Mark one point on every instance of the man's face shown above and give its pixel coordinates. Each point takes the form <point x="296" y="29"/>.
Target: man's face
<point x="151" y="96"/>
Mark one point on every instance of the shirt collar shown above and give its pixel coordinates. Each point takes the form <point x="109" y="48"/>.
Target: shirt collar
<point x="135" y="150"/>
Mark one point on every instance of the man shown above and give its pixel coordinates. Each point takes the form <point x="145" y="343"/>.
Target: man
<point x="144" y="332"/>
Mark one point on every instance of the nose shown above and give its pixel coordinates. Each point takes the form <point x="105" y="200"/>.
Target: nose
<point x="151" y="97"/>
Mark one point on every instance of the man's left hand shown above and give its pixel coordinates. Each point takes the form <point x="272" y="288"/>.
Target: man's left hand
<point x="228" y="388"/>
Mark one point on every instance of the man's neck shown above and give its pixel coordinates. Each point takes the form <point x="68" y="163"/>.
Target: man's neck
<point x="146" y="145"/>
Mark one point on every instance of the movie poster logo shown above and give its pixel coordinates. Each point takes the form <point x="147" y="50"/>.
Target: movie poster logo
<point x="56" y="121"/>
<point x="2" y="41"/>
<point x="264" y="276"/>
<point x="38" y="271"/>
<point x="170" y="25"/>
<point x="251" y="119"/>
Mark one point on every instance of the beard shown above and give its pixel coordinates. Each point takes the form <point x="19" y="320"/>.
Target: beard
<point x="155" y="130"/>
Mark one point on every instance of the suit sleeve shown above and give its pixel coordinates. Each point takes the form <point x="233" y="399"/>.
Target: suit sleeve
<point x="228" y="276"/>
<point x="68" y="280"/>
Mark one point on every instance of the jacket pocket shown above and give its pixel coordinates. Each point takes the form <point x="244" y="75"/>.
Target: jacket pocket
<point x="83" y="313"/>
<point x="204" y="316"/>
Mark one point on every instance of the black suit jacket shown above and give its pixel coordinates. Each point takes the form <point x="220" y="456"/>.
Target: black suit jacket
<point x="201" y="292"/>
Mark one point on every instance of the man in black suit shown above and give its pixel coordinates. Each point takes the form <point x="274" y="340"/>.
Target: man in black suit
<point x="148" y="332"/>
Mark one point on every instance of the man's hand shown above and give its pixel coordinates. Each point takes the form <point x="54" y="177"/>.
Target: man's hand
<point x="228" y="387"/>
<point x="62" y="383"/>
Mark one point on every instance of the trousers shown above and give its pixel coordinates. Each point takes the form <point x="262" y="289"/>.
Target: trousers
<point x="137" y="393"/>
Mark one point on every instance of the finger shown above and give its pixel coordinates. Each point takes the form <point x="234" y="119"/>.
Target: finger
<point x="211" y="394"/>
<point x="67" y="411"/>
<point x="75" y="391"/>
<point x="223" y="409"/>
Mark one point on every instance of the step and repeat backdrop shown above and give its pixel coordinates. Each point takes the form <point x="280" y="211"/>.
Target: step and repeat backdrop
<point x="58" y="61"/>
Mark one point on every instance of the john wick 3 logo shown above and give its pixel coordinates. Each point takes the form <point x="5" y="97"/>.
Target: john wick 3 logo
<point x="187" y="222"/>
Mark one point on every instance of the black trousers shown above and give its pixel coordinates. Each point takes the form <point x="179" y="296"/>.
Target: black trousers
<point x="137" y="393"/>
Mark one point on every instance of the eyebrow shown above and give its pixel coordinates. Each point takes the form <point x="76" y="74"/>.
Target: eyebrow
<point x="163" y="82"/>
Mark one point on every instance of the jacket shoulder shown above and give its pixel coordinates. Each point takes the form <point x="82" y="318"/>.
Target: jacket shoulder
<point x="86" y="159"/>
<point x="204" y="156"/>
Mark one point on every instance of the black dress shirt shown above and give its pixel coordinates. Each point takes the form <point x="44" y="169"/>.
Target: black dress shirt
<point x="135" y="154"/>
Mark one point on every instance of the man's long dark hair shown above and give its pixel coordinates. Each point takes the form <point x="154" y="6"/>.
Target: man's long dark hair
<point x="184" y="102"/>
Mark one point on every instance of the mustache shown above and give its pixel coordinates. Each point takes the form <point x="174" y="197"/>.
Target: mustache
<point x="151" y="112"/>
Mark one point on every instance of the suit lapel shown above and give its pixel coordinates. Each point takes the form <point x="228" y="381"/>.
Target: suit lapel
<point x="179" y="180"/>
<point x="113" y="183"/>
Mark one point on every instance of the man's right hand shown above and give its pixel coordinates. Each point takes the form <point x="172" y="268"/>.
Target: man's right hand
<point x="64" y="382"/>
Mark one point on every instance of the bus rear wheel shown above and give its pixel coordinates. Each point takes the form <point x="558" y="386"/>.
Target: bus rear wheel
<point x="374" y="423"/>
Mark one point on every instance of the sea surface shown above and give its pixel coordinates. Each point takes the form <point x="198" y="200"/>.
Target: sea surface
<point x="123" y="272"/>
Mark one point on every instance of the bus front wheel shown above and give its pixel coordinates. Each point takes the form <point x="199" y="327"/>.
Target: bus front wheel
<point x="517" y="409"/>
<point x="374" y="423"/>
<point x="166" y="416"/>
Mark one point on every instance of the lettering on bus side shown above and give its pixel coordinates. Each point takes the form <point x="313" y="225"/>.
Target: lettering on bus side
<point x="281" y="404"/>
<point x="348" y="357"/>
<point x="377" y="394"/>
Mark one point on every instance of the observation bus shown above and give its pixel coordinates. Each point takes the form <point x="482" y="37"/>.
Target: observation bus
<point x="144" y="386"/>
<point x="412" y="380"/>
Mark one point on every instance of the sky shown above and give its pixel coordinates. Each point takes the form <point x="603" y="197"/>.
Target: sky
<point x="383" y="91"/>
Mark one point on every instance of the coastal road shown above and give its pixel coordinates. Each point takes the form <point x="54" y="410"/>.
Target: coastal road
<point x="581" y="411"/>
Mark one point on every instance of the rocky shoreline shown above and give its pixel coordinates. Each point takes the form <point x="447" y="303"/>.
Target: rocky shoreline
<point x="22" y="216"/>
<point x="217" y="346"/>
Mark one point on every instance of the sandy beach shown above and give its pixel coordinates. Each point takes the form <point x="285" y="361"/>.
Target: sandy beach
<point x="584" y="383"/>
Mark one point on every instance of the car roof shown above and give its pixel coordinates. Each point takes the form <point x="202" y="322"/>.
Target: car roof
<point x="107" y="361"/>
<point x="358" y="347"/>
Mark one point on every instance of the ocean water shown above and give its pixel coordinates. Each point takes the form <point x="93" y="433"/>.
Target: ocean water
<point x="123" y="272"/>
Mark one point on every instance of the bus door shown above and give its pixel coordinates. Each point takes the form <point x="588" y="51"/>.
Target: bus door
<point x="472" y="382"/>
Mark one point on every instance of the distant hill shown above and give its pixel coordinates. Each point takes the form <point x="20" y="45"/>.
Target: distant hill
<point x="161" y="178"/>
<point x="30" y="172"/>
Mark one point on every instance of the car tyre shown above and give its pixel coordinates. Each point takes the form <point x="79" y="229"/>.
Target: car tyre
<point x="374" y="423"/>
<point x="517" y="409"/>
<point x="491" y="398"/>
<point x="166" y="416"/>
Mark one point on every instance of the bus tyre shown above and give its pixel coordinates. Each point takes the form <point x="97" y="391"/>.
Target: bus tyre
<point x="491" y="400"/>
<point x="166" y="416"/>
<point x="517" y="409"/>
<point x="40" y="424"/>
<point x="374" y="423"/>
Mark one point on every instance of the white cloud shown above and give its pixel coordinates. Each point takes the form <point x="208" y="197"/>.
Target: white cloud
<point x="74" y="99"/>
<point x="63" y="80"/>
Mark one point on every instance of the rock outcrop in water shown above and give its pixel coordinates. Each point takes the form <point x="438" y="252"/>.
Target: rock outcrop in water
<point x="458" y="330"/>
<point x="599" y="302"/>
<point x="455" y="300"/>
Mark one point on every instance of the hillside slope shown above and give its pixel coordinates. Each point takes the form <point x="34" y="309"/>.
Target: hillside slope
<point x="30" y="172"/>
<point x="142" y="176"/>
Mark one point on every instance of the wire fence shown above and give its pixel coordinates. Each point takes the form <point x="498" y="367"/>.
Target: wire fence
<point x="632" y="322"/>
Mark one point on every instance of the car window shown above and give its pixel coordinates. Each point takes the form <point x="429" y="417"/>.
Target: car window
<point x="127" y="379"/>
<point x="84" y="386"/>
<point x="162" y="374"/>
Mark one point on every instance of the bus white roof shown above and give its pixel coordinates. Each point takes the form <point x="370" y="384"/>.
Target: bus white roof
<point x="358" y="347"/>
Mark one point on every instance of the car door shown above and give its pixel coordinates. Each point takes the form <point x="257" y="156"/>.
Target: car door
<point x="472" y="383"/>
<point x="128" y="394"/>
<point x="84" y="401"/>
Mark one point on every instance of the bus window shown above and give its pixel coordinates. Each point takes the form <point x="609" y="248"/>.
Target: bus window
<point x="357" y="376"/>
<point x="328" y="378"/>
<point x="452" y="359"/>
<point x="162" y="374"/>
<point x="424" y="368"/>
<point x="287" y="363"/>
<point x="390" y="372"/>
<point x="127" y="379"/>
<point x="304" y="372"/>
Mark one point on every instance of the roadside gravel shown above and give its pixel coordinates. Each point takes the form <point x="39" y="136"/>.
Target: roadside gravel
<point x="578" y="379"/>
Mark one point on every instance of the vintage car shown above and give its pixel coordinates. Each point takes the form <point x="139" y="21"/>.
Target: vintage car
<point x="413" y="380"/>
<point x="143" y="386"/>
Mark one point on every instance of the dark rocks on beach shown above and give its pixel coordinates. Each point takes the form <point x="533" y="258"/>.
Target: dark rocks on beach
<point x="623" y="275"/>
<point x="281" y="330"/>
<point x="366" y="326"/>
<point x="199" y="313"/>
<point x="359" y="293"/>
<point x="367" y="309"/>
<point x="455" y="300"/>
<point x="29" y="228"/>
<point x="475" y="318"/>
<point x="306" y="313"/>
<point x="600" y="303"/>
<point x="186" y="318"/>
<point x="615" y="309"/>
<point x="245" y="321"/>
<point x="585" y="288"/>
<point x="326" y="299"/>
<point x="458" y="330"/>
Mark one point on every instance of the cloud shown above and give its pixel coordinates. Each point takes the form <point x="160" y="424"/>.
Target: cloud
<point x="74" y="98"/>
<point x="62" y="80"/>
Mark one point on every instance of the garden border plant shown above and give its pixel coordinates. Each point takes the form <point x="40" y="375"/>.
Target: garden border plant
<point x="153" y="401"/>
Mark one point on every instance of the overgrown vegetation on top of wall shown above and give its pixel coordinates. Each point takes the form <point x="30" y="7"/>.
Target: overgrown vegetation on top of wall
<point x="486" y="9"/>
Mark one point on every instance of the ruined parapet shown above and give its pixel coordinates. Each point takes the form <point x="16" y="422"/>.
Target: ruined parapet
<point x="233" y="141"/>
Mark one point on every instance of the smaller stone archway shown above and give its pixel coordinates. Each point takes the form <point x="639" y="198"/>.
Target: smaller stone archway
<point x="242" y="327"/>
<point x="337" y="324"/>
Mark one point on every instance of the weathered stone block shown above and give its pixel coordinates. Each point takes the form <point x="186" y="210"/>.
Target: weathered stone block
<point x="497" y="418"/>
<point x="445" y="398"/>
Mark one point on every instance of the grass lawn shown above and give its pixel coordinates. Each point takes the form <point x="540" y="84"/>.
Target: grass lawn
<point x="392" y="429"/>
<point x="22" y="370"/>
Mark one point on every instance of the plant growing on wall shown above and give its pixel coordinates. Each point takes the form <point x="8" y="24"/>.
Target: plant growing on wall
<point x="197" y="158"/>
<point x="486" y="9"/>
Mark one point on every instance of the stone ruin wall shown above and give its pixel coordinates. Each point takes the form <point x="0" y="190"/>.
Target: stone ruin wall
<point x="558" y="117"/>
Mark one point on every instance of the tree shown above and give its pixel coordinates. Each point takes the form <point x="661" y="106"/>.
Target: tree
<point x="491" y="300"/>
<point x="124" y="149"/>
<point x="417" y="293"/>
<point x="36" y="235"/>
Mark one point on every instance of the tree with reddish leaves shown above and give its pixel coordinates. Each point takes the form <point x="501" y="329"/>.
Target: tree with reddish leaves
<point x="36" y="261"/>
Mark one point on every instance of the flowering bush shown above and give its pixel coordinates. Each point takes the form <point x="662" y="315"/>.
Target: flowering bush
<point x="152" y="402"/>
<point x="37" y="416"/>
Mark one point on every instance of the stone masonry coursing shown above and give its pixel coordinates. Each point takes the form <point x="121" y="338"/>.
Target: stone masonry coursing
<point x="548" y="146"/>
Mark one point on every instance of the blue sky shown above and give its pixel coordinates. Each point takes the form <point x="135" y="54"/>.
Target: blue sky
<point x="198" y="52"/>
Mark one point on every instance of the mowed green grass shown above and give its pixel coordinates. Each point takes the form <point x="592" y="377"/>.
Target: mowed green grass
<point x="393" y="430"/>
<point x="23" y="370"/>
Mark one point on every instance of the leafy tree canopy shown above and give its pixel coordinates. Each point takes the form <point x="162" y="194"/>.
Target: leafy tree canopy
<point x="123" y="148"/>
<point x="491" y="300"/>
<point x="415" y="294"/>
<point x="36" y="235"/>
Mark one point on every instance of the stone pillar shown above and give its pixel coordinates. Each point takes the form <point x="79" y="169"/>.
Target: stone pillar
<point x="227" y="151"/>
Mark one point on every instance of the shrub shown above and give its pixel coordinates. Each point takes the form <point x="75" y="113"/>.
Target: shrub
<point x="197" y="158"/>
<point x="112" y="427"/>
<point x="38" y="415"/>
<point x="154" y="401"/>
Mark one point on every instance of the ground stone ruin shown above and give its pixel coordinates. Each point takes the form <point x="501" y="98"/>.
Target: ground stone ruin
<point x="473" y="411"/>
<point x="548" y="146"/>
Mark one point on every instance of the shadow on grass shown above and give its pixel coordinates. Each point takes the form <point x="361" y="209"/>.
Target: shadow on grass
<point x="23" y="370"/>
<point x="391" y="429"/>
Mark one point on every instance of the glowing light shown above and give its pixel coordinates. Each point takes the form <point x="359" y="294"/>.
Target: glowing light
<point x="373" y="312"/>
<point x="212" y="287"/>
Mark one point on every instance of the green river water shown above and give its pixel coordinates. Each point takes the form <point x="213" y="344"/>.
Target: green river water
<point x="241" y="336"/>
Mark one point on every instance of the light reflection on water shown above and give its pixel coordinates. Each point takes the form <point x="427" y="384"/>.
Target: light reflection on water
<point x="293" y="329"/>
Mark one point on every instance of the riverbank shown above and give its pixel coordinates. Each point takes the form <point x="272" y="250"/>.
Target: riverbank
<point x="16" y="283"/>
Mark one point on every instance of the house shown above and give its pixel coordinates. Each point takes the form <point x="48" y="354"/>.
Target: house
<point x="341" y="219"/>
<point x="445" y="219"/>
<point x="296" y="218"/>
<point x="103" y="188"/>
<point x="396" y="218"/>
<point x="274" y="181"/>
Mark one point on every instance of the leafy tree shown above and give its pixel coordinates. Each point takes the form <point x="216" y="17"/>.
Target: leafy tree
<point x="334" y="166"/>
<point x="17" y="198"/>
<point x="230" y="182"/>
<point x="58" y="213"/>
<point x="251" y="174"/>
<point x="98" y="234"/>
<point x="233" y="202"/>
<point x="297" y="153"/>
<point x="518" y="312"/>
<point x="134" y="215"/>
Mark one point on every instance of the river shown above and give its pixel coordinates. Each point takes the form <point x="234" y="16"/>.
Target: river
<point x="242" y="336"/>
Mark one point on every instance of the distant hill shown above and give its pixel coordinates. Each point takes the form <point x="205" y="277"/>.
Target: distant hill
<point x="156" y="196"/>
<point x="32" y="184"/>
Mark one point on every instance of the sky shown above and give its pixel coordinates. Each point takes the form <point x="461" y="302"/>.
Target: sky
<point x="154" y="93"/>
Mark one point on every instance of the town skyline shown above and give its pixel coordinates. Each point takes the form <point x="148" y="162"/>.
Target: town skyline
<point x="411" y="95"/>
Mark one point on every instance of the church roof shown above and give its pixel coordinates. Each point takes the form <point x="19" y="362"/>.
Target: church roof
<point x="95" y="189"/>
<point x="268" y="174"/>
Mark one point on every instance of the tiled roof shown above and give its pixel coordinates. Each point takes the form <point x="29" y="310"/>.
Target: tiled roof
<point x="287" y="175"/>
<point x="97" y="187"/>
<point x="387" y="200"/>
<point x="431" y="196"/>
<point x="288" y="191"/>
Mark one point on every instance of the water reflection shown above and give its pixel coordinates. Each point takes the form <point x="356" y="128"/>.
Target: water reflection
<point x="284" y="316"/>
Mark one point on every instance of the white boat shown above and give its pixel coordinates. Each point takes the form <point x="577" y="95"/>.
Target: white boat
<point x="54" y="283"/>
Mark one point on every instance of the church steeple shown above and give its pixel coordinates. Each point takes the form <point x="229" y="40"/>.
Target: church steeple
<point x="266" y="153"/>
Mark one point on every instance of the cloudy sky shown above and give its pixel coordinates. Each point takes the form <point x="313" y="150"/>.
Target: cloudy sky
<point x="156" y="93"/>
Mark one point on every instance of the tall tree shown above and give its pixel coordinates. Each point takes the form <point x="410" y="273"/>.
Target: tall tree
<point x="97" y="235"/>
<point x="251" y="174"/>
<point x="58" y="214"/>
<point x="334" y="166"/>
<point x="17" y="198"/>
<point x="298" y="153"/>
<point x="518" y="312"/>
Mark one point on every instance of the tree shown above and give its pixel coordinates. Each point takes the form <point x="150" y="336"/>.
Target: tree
····················
◆ **DIRECTION**:
Repeat exactly the lines starting at the line with "Mark one point on every instance of the water" and ending with the final line of the entries. Include nothing else.

◆ **ANSWER TO THIS PROBLEM**:
Mark one point on every instance of the water reflection shown above and give its pixel coordinates. Each point takes the form <point x="356" y="128"/>.
Target: water reflection
<point x="284" y="316"/>
Mark one point on every instance of the white boat shown above and give its pixel coordinates. Each point takes the form <point x="577" y="95"/>.
Target: white boat
<point x="54" y="283"/>
Mark one point on every instance of the church steeple shown above and give its pixel coordinates. Each point takes the form <point x="229" y="40"/>.
Target: church steeple
<point x="266" y="153"/>
Mark one point on every instance of the cloudy sky shown above and give its pixel coordinates. Each point takes the form <point x="313" y="150"/>.
Target: cloudy sky
<point x="156" y="93"/>
Mark one point on every instance of the tall tree shown above and give its pixel coordinates. Each point takes the form <point x="410" y="273"/>.
Target: tall tree
<point x="97" y="235"/>
<point x="251" y="174"/>
<point x="58" y="214"/>
<point x="334" y="166"/>
<point x="17" y="198"/>
<point x="298" y="153"/>
<point x="518" y="312"/>
Mark one point on every instance of the tree shown above and give its pixel coordinates. Each point takes the form <point x="150" y="336"/>.
Target: tree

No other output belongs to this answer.